* Written tasks *
a - Reproduce the passage on the war-crimes complaint against Rumsfeld between "The complaint follows" and "the German courts.", inclusive.
b - Carry on the passage about the war-crimes complaint against Rumsfeld, picking up from its final words.

* Provided passage *
== == ==
The complaint follows one filed in 2004, which was dismissed. The 2006
complaint differs principally with Rumsfeld's departure as secretary
of defense. Without the immunity of government office shielding him,
Rumsfeld now falls under the jurisdiction of the German courts.
Germany is among several nations that employ the concept of universal
jurisdiction, which states that crimes against humanity or war crimes
can be prosecuted by a state (such as Germany) regardless of the
jurisdiction where the crimes were committed or the nationality of the
accused. If an indictment follows, then Rumsfeld will have to be very
careful when traveling abroad, as are former Chilean dictator Augusto
Pinochet and former U.S. Secretary of State Henry Kissinger.

Torture is a noxious, heinous practice and should not be tolerated.
Slavery was once legal and tolerated in the U.S. (it is still
practiced in some parts of the world). But people fought back,
organized and formed the abolition movement. Pioneering legal and
human-rights organizations, such as CCR, aggressively and creatively
are working to stop torture, and to hold the torturers and their
superiors accountable. Ultimately, it will be the U.S. populace -- not
the German courts, not the U.S. Congress -- that stops the U.S.
== == ==
* Dataset entries *
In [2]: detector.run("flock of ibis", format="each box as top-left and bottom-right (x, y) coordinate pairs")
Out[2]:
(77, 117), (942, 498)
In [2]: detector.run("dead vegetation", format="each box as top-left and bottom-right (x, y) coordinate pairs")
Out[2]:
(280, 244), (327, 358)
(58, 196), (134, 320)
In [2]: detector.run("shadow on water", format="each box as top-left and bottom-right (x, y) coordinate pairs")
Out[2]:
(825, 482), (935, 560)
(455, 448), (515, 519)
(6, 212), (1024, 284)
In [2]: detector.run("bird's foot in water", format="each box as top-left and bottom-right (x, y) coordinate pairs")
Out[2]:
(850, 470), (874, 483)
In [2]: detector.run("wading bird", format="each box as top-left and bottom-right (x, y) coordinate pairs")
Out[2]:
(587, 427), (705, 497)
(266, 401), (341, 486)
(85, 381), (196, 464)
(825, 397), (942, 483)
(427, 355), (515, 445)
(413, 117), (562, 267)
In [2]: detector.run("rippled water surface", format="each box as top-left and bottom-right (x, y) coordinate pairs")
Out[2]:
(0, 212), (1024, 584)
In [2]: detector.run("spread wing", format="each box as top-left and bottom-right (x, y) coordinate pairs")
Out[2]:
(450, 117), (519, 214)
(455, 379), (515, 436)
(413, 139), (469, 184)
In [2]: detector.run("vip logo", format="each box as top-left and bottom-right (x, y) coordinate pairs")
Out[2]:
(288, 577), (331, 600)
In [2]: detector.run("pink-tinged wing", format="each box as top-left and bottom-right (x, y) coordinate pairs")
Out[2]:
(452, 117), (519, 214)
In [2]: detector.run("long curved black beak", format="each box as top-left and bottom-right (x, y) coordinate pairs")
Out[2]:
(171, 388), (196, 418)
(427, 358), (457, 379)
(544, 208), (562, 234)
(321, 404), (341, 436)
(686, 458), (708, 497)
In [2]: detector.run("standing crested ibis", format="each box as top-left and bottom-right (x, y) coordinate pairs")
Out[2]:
== == ==
* Written answers *
a -
The complaint follows one filed in 2004, which was dismissed. The 2006
complaint differs principally with Rumsfeld's departure as secretary
of defense. Without the immunity of government office shielding him,
Rumsfeld now falls under the jurisdiction of the German courts.

b -
torture program. Frederick Douglass summed it up most eloquently -- in
1849:

"If there is no struggle there is no progress. Those who profess to
favor freedom, and yet depreciate agitation, are men who want crops
without plowing up the ground. They want rain without thunder and
lightning. They want the ocean without the awful roar of its many
waters. Power concedes nothing without a demand. It never did and it
never will."

The owner of Mount Misery should take heed.